TASK ITEM: Go to the line in the data below that contains "Mark the cloud". Write it out exactly, along with every later line through the last, and nothing else.

━━━ DATASET RECORDS

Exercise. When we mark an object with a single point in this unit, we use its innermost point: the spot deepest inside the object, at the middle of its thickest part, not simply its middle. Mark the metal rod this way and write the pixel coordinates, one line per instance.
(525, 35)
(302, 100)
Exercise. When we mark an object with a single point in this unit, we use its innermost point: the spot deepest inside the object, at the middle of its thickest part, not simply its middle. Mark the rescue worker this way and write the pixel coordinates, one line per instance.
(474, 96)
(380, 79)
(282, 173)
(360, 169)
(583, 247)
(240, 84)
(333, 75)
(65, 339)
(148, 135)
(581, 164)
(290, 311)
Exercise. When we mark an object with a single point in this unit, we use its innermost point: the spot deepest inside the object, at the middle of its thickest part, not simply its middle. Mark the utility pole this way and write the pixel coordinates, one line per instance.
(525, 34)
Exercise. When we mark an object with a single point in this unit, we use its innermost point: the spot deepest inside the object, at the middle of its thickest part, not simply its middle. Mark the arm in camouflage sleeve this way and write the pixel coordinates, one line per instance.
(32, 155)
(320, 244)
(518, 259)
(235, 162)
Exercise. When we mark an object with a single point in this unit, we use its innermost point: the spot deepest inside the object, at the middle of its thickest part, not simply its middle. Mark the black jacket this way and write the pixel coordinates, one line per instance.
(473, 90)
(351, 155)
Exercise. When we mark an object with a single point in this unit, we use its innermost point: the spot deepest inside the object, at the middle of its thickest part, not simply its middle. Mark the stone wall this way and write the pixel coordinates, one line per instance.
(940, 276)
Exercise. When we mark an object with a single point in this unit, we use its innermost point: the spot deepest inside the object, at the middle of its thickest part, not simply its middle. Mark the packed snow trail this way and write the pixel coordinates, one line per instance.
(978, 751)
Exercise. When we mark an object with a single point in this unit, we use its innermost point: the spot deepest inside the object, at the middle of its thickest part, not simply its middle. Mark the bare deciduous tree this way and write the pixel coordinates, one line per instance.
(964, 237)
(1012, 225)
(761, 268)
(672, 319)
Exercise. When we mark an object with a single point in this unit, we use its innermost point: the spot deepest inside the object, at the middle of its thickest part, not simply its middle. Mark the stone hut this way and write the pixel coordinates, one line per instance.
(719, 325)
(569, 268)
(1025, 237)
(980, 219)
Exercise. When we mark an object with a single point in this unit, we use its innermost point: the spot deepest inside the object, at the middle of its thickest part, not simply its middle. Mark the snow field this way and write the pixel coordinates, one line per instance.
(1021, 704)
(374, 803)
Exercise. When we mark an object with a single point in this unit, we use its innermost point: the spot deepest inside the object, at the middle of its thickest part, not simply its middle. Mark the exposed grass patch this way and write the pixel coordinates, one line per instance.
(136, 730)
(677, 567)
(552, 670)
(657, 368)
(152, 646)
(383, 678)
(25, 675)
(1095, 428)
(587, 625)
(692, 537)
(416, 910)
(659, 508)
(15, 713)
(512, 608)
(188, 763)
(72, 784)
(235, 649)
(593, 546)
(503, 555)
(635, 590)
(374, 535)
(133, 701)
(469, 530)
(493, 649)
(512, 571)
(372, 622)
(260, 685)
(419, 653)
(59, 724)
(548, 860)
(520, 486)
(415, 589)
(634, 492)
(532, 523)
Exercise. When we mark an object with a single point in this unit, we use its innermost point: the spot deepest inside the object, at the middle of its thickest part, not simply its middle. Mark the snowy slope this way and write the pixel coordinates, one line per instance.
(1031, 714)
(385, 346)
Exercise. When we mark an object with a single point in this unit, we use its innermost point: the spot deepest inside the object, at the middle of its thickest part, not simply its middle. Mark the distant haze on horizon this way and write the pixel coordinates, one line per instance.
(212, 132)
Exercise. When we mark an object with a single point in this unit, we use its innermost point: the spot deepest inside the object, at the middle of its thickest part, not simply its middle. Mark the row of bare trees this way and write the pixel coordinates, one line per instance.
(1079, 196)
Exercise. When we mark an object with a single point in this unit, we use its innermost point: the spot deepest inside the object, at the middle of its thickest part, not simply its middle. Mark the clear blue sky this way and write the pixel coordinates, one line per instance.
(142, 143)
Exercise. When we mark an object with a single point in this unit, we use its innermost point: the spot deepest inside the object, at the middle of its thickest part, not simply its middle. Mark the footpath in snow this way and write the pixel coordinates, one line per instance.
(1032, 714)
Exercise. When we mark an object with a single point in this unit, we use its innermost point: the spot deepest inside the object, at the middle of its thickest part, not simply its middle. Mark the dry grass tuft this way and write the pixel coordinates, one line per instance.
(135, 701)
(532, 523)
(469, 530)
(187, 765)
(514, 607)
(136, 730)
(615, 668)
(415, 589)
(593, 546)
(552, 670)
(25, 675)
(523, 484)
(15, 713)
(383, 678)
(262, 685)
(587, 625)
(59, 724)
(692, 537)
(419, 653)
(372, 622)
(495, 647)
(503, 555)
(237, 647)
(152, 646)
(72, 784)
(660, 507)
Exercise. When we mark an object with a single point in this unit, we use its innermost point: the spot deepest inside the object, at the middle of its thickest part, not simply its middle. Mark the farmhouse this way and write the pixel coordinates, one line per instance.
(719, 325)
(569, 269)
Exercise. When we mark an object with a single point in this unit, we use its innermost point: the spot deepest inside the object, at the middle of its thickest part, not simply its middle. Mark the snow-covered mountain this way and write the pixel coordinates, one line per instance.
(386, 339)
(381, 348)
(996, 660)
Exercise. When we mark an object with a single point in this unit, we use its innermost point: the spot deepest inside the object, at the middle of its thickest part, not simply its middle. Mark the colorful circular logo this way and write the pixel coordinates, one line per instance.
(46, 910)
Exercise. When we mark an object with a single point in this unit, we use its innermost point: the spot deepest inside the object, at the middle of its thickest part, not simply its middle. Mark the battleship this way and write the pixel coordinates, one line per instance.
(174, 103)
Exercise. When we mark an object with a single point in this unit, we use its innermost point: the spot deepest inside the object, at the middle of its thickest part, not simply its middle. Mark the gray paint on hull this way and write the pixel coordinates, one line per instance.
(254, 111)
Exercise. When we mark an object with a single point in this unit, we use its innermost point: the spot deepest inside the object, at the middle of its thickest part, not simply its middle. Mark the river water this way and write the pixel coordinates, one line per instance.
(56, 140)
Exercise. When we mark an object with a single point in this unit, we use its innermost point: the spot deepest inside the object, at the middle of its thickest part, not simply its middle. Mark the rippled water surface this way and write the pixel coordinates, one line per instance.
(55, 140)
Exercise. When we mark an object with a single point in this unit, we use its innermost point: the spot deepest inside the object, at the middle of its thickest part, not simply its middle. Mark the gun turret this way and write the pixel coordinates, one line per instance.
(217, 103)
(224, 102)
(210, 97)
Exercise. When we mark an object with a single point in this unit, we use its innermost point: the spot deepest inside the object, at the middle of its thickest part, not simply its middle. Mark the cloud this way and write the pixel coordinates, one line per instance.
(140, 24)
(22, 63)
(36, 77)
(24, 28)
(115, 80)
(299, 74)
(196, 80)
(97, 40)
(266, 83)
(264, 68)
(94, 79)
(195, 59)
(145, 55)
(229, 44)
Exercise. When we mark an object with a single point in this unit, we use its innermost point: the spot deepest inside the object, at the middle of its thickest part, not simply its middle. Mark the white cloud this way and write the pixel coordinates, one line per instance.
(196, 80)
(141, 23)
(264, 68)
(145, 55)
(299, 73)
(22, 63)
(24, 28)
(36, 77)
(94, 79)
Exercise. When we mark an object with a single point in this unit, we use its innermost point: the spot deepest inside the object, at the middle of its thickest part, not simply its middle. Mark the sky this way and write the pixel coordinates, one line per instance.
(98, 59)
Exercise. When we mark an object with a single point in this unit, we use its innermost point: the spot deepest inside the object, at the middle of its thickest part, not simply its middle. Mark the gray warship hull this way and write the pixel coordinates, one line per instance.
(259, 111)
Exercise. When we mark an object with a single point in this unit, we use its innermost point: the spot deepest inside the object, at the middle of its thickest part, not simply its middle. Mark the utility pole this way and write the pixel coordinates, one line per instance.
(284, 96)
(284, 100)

━━━━━━

ANSWER SPACE:
Exercise. When we mark an object with a single point in this unit, we use its innermost point: the spot deepest inside the object, at the middle of its thickest part, not simply its middle. Mark the cloud this way and write the pixel coordinates, one line per instance.
(140, 24)
(22, 63)
(36, 77)
(24, 28)
(115, 80)
(299, 74)
(196, 80)
(97, 40)
(266, 83)
(264, 68)
(94, 79)
(195, 59)
(145, 55)
(229, 44)
Exercise. When we mark an object with a single point in this unit, we use its innermost point: the spot deepest inside the object, at the middle of its thickest part, not simply its middle. Mark the white cloud this way and write the pixel coordinates, one line per instance.
(196, 80)
(141, 23)
(264, 68)
(145, 55)
(299, 73)
(22, 63)
(24, 28)
(36, 77)
(94, 79)
Exercise. When we mark an object with a single point in this unit, we use its innermost point: the spot deepest inside the object, at the middle of its thickest part, not simply its middle. Mark the sky this way and write the pixel coordinates, one line per instance.
(98, 59)
Exercise. When we mark an object with a single point in this unit, we use its innermost point: the spot deepest inside the object, at the middle of its thickest part, not simply its middle. Mark the gray warship hull this way and write the pixel coordinates, one line per instance.
(259, 111)
Exercise. When we mark an object with a single point in this unit, we use its innermost point: the spot deepest inside the object, at the middle of its thickest part, not simply its middle. Mark the utility pole this way and write the pixel coordinates, one line per instance.
(284, 96)
(284, 100)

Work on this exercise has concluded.